━━ Supplied text
The woman was not a victim. She was the victor, but she had never seen herself that way. She had never thought about her life that way, and when she finally did, she cried – a cathartic, healing cry, because she hadn’t seen who she was, until that moment, not the victim but the victor.
In our Bible passage this morning, Joshua wants his community to know who they are. Joshua, who was the people’s leader after Moses died, is about to die himself, and he does not want this community to be telling themselves the wrong story about who they are. So he gathers them all together, and he tells them their story. He tells them how God led their ancestor Abraham to a new land; how God fulfilled God’s promise and blessed Abraham with a son and grandsons and great-grandsons; how God sent Abraham’s family to Egypt so they would survive the drought; how God brought their people out of Egypt, out of slavery, back to the land God had promised Abraham. And how even though there were already people living in that land, God blessed them with it.
Joshua, at the end of his life, after having been faithful to God and a faithful leader of God’s people, wants his community to know their true story – that they are loved by God; they are led by God; they are blessed by God.
The woman in Judge Pratt’s courtroom was telling herself the wrong story about herself. Were the Israelites doing the same? Were they telling themselves that they were victims instead of victors? Were they fretting about what they didn’t have instead of being grateful for what they did? Were they so worried about the details of daily life that they forgot God had always been and would always be with them?
There are lots of things we can do on Sunday morning: go out to breakfast with friends, get involved with youth or adult sports, even just sleep in. There are lots of other choices we can make, so why do we choose worship?
━━━━
Task to complete: Carry on the sermon on Joshua and the Israelites' story from its final sentence.
━━ Data section
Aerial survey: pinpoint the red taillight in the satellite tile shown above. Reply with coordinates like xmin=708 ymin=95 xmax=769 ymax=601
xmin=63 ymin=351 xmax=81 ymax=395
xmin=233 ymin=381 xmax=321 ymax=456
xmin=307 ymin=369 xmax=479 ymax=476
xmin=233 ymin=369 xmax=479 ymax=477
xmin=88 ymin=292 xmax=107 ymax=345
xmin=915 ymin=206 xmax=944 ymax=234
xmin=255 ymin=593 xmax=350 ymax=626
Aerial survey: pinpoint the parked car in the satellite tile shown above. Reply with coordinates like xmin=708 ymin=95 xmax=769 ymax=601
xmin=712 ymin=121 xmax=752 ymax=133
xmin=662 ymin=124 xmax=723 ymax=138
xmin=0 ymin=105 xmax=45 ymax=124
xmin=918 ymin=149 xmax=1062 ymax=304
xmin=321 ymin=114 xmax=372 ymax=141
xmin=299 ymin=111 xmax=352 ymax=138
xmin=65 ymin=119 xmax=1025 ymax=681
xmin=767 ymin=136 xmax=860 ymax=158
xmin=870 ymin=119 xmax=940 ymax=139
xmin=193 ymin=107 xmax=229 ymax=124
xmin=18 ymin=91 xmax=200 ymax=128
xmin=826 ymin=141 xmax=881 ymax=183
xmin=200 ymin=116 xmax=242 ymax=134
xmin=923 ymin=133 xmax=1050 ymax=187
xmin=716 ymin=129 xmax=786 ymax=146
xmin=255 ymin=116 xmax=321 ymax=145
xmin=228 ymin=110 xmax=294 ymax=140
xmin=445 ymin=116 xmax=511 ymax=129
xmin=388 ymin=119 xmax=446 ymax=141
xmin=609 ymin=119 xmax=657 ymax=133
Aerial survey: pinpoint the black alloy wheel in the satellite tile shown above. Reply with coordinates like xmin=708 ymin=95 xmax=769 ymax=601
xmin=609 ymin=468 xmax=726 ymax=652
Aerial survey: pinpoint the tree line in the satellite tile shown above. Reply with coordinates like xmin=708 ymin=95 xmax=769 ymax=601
━━━━
Final result:
Because it is here that we hear our story, our true story, that we are each children of God, loved by God, led by God, blessed by God.
It is here that we hear again and again and again that God has always been and will always be with us.
It is here in the midst of Christian community we are reminded of all that we have, gifts and talents to share with others, the ability to make the world a better place.
It is here we have the opportunity to make connections, to know people for who they truly are instead of caricatures of red state, blue state, liberals, conservatives, Yankee fan, Red Sox.
And when we hear our story, when we know our true story- that God is always with us; that we are created with amazing gifts and loved for just who we are, we can live free of fear, anxiety, hopelessness, worry. We can live lives of trust; we can live in peace; we can live lives of connection – with God and others.
When we tell ourselves our true story, we can be our best selves; we can live our best lives; we, too, can joyfully serve the Lord, creating families and communities of wholeness, love, and peace.